Posts Tagged
‘manipulation’
by ilene - September 10th, 2010 5:10 pm
Courtesy of Tyler Durden at Zero Hedge
For those who follow our periodic updates on intraday stock volume, today’s article by the Wall Street Journal which focuses on the dramatic decline in activity during regular working hours will come as no surprise. In a piece looking at prop trading shop Briargate (oh so witty anagram of arbitrage), founded by several former NYSE specialists, we learn that at least one firm (and likely many more) now no longer does any trading during the hours of 11 to 2. As this creates a feedback loop of inactivity, pretty soon the core of daily stock market activity will merely be the half an hour of action at the open, and the dark pool-ETF-open exchange rebalance at the very close, with everything inbetween deemed obsolete.
Of course, what this will do, is create even more volatility in trading, force an even greater decline in stock trading volumes (and pain for Wall Street firms), and a further divergence between stocks and fundamentals, as momentum trading gains an even more prominent role in determine "price discovery."

Record extracts:

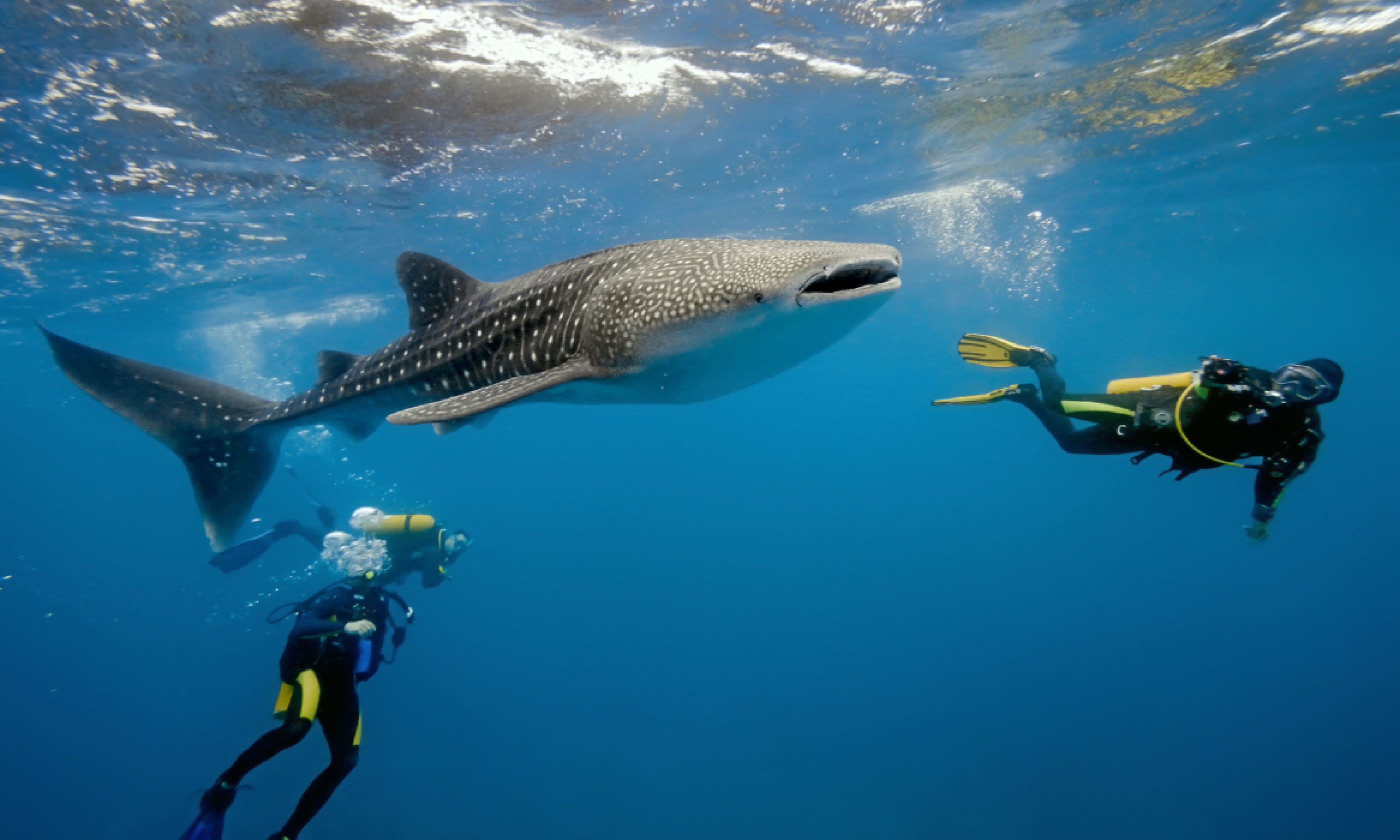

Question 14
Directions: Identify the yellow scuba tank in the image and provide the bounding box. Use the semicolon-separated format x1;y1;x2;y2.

==

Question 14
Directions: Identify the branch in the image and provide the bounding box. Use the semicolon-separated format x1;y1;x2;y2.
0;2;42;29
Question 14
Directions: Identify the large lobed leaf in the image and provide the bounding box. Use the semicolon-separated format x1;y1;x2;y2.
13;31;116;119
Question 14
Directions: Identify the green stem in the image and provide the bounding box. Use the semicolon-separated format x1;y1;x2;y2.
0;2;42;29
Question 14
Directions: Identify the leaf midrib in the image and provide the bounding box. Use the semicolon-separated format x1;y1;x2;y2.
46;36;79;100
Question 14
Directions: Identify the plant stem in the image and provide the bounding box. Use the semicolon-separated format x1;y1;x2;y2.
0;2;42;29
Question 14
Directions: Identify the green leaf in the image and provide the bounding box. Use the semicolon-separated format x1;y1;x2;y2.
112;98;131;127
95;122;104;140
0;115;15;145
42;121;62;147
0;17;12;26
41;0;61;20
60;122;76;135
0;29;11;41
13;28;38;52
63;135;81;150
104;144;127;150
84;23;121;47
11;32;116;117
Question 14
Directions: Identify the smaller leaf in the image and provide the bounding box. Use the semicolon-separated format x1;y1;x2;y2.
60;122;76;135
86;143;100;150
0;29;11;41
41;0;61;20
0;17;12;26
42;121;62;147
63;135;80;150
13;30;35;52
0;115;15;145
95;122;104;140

What to work on:
**a.** In the article on intraday stock volume, during which hours does at least one firm no longer do any trading?
**b.** Please pick up the article on intraday stock volume after its final sentence and carry it forward in the same voice.

Expected answers:
**a.** From 11 to 2.

**b.**
From the WSJ:
On the day the "flash crash" bludgeoned the stock market and chaos swept over the floor of the New York Stock Exchange, the founders of Briargate Trading were at the movies.
Rick Oscher and Steven Rubinstein weren’t playing hooky. Briargate, a proprietary-trading firm that the two former NYSE floor "specialist" traders started in 2008, is mostly active at the stock market’s open and close.
In between, when market activity typically drops, the Wall Street veterans play tennis in Central Park, take leisurely lunches, visit their children’s schools and work out at the gym. Dress shoes have been replaced with flip-flops, slacks with cargo shorts. Once during market hours, they walked about five miles and crossed the Brooklyn Bridge to try Grimaldi’s pizza.
"We actually planned on working a full day," says Mr. Oscher, wearing a white polo shirt and blue-plaid shorts. "But from 11 to 2, the markets are pretty quiet—what’s the point? As a specialist, you have to stand in your spot all day and we did that for 20 years."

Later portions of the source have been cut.